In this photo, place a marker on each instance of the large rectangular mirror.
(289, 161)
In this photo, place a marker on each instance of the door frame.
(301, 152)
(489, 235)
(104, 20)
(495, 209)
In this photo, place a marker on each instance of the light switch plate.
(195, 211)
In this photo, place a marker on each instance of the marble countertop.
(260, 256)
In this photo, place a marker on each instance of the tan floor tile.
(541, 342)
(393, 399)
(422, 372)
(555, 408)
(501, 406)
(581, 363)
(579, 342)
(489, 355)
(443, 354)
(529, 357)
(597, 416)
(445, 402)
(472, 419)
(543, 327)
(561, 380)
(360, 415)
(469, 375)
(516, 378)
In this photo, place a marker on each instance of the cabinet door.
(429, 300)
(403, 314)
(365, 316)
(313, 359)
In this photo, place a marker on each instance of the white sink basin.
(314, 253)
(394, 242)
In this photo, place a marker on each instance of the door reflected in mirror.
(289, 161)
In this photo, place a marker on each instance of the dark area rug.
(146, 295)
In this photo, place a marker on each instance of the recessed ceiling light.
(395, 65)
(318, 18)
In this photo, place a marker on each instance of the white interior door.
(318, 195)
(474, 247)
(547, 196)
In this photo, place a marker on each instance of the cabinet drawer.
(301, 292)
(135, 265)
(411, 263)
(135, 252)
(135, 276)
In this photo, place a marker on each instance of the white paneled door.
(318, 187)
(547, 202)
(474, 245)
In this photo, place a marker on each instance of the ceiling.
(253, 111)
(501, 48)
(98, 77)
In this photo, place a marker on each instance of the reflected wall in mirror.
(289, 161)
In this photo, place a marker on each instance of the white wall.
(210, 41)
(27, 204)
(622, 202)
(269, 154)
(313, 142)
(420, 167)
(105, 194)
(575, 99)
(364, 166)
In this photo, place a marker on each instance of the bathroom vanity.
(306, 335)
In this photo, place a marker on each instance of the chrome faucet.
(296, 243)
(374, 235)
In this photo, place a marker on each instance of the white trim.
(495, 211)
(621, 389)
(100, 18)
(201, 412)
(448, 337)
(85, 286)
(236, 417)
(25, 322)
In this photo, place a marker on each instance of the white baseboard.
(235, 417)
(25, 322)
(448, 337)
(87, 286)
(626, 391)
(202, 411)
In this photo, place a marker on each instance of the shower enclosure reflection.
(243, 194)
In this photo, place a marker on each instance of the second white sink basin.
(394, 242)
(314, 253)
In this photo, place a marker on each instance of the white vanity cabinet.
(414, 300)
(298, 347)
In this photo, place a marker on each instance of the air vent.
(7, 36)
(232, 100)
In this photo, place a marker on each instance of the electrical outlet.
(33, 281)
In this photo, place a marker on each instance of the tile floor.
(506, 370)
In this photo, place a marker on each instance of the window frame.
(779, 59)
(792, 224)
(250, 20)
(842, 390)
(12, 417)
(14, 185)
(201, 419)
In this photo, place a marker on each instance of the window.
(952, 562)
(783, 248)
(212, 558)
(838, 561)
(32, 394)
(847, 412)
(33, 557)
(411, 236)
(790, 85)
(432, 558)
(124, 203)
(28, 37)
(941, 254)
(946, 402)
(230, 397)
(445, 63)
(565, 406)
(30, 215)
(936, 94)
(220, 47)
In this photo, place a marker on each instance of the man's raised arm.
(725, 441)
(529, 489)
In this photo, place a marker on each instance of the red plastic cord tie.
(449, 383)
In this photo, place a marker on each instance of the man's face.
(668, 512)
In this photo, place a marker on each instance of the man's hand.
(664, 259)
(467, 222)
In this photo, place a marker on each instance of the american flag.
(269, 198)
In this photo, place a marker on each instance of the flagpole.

» EXERCISE GOAL
Could you lay out every line of the rows above as a Markdown table, leaving out blank lines, with a Number column for the line's position and a Line column for its text?

» TASK RESULT
| Number | Line |
|---|---|
| 1 | In this photo, place a marker on each instance of the large rectangular mirror. |
| 2 | (289, 161) |
| 3 | In this photo, place a marker on each instance of the door frame. |
| 4 | (301, 152) |
| 5 | (489, 235) |
| 6 | (104, 20) |
| 7 | (495, 209) |
| 8 | In this photo, place a marker on each instance of the light switch plate. |
| 9 | (195, 211) |
| 10 | In this photo, place a marker on each instance of the marble countertop. |
| 11 | (260, 256) |
| 12 | In this photo, place a marker on each instance of the tan floor tile. |
| 13 | (541, 342) |
| 14 | (393, 399) |
| 15 | (422, 372) |
| 16 | (555, 408) |
| 17 | (501, 406) |
| 18 | (581, 363) |
| 19 | (579, 342) |
| 20 | (489, 355) |
| 21 | (443, 354) |
| 22 | (529, 357) |
| 23 | (597, 416) |
| 24 | (445, 402) |
| 25 | (472, 419) |
| 26 | (543, 327) |
| 27 | (561, 380) |
| 28 | (360, 415) |
| 29 | (469, 375) |
| 30 | (516, 378) |
| 31 | In this photo, place a marker on each instance of the cabinet door. |
| 32 | (429, 300) |
| 33 | (403, 314) |
| 34 | (365, 316) |
| 35 | (313, 359) |
| 36 | In this photo, place a marker on each instance of the white sink basin. |
| 37 | (314, 253) |
| 38 | (394, 242) |
| 39 | In this photo, place a marker on each instance of the door reflected in mirror. |
| 40 | (289, 161) |
| 41 | In this photo, place a marker on each instance of the dark area rug. |
| 42 | (146, 295) |
| 43 | In this photo, place a marker on each instance of the recessed ceiling light. |
| 44 | (395, 65) |
| 45 | (318, 18) |
| 46 | In this photo, place a marker on each instance of the white interior door. |
| 47 | (318, 195) |
| 48 | (474, 247) |
| 49 | (547, 196) |
| 50 | In this photo, place a marker on each instance of the cabinet drawer. |
| 51 | (301, 292) |
| 52 | (135, 265) |
| 53 | (411, 263) |
| 54 | (135, 252) |
| 55 | (135, 276) |
| 56 | In this photo, place a marker on each instance of the white paneled door. |
| 57 | (318, 187) |
| 58 | (547, 202) |
| 59 | (474, 245) |
| 60 | In this photo, place a marker on each instance of the ceiling. |
| 61 | (253, 111) |
| 62 | (501, 48) |
| 63 | (98, 77) |
| 64 | In this photo, place a marker on each instance of the reflected wall in mirror. |
| 65 | (289, 161) |
| 66 | In this photo, place a marker on each instance of the white wall. |
| 67 | (210, 41) |
| 68 | (27, 204) |
| 69 | (622, 202) |
| 70 | (269, 154) |
| 71 | (313, 142) |
| 72 | (420, 167) |
| 73 | (105, 194) |
| 74 | (575, 99) |
| 75 | (364, 166) |
| 76 | In this photo, place a marker on each instance of the bathroom vanity. |
| 77 | (306, 335) |
| 78 | In this photo, place a marker on each instance of the chrome faucet. |
| 79 | (296, 243) |
| 80 | (374, 235) |
| 81 | In this photo, place a marker on each instance of the white trim. |
| 82 | (495, 211) |
| 83 | (621, 389) |
| 84 | (100, 18) |
| 85 | (201, 412) |
| 86 | (448, 337) |
| 87 | (85, 286) |
| 88 | (236, 417) |
| 89 | (25, 322) |
| 90 | In this photo, place a marker on each instance of the white baseboard. |
| 91 | (235, 417) |
| 92 | (25, 322) |
| 93 | (448, 337) |
| 94 | (87, 286) |
| 95 | (626, 391) |
| 96 | (202, 411) |
| 97 | In this photo, place a marker on each instance of the shower enclosure reflection. |
| 98 | (243, 194) |
| 99 | In this photo, place a marker on each instance of the second white sink basin. |
| 100 | (394, 242) |
| 101 | (314, 253) |
| 102 | In this photo, place a marker on each instance of the white vanity cabinet. |
| 103 | (414, 300) |
| 104 | (298, 347) |
| 105 | In this photo, place a marker on each instance of the air vent. |
| 106 | (7, 36) |
| 107 | (232, 100) |
| 108 | In this photo, place a marker on each instance of the electrical outlet. |
| 109 | (33, 281) |
| 110 | In this photo, place a marker on each instance of the tile floor. |
| 111 | (506, 370) |
| 112 | In this photo, place a marker on each instance of the window frame. |
| 113 | (779, 59) |
| 114 | (792, 224) |
| 115 | (250, 20) |
| 116 | (842, 390) |
| 117 | (12, 417) |
| 118 | (14, 185) |
| 119 | (201, 419) |
| 120 | In this photo, place a marker on each instance of the window. |
| 121 | (952, 562) |
| 122 | (783, 248) |
| 123 | (212, 558) |
| 124 | (838, 561) |
| 125 | (32, 394) |
| 126 | (847, 412) |
| 127 | (33, 557) |
| 128 | (411, 236) |
| 129 | (790, 85) |
| 130 | (432, 558) |
| 131 | (124, 203) |
| 132 | (28, 37) |
| 133 | (941, 254) |
| 134 | (946, 402) |
| 135 | (230, 397) |
| 136 | (445, 63) |
| 137 | (565, 406) |
| 138 | (30, 215) |
| 139 | (936, 94) |
| 140 | (220, 47) |
| 141 | In this photo, place a marker on each instance of the man's raised arm. |
| 142 | (725, 441) |
| 143 | (529, 489) |
| 144 | In this photo, place a marker on each instance of the red plastic cord tie. |
| 145 | (449, 383) |
| 146 | In this photo, place a marker on each instance of the man's face. |
| 147 | (668, 512) |
| 148 | In this photo, place a marker on each instance of the man's hand. |
| 149 | (664, 259) |
| 150 | (467, 222) |
| 151 | In this photo, place a marker on each instance of the american flag. |
| 152 | (269, 198) |
| 153 | In this photo, place a marker on each instance of the flagpole. |